§ **Written task**: Turn the lines from the one containing "Where can the carousel be" through the end of the lines into a two-column CSV with columns input and output. Each row should hold one line's wording in input and the points listed under it in output, with both fields quoted, line breaks replaced by spaces, and pictures left out.

Part of a data file:

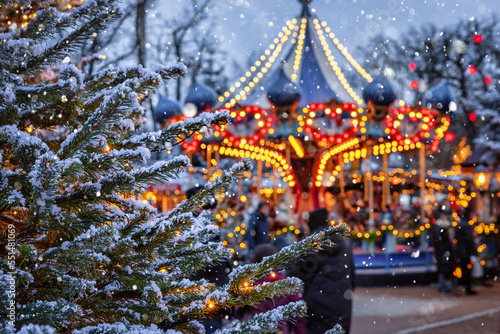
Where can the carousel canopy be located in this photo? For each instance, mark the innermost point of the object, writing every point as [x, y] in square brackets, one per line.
[283, 91]
[309, 63]
[380, 92]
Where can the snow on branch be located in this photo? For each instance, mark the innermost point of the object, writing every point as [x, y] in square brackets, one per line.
[121, 99]
[268, 321]
[289, 253]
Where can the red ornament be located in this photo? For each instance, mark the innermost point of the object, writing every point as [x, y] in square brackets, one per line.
[472, 116]
[449, 136]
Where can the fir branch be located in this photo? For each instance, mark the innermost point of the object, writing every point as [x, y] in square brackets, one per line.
[71, 43]
[111, 109]
[162, 171]
[269, 321]
[116, 76]
[287, 254]
[176, 132]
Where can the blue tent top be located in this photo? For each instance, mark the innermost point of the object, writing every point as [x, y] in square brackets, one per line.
[312, 81]
[283, 91]
[379, 92]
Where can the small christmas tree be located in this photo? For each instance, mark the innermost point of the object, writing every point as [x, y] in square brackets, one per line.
[82, 253]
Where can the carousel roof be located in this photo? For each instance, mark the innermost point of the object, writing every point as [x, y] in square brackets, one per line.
[309, 63]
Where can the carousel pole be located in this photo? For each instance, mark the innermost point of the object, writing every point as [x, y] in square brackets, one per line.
[275, 186]
[366, 190]
[190, 171]
[371, 220]
[386, 190]
[423, 173]
[240, 185]
[341, 177]
[209, 162]
[259, 176]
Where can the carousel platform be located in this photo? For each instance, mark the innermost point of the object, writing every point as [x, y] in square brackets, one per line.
[401, 267]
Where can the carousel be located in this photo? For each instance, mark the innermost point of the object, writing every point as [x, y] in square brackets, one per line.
[314, 136]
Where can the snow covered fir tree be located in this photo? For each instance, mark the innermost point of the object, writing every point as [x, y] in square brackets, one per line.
[80, 252]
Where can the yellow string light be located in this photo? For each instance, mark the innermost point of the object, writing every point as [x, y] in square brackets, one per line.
[335, 67]
[346, 54]
[277, 47]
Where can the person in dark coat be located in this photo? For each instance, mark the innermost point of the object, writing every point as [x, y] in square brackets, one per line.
[465, 249]
[328, 277]
[258, 227]
[443, 251]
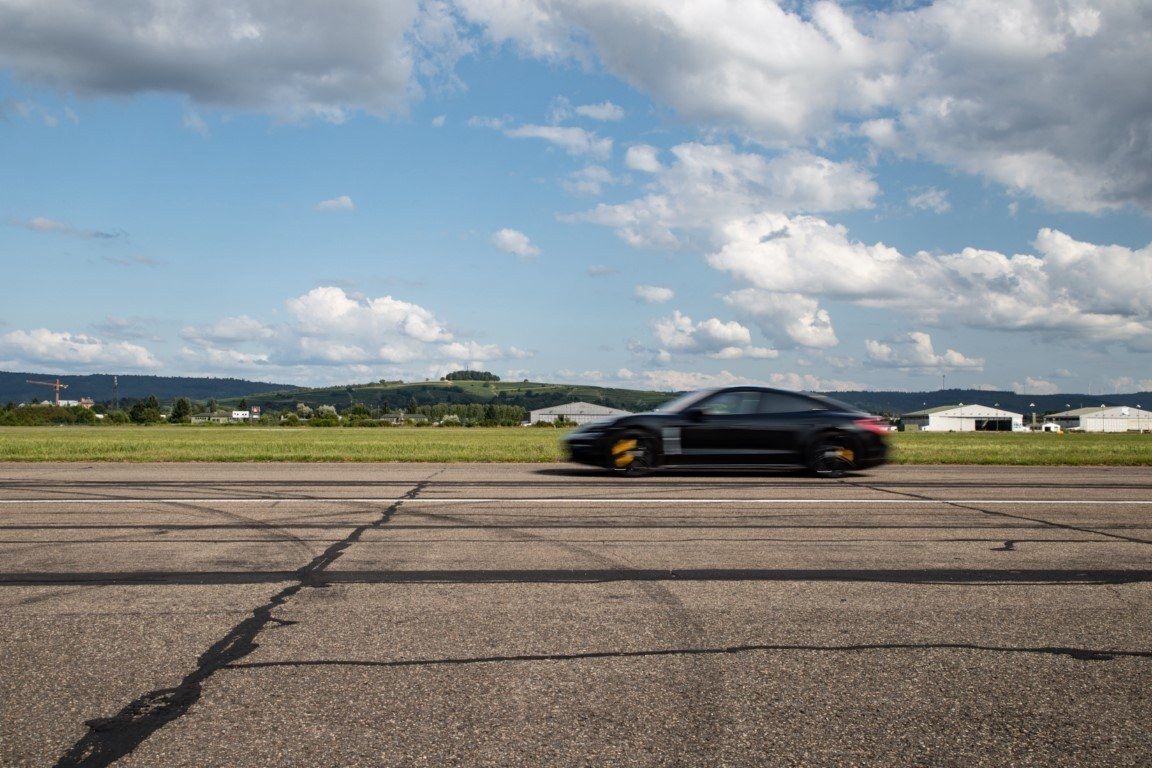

§ **Solution to this task**:
input,output
"Where can the carousel be located in this photo? For each instance, mark the innermost point of the object, writing every point as [x, y] in square brackets, one per line.","[314, 136]"
"Where can the snow covered fir tree be located in this photo? For each instance, mark the innermost point of the object, writing every point as [x, y] in square brackets, one per line.","[80, 252]"
"Where can the yellow string light be located in this photo? For each instance, mark the innermost point of the object, writing every point as [x, y] in square brackets, one per line.","[335, 67] [346, 54] [277, 47]"
"Where can the person in dark coat be located in this photo? For each instance, mark the innermost point of the object, writing every point as [x, y] in square brackets, one per line.","[465, 249] [328, 277] [258, 227] [443, 251]"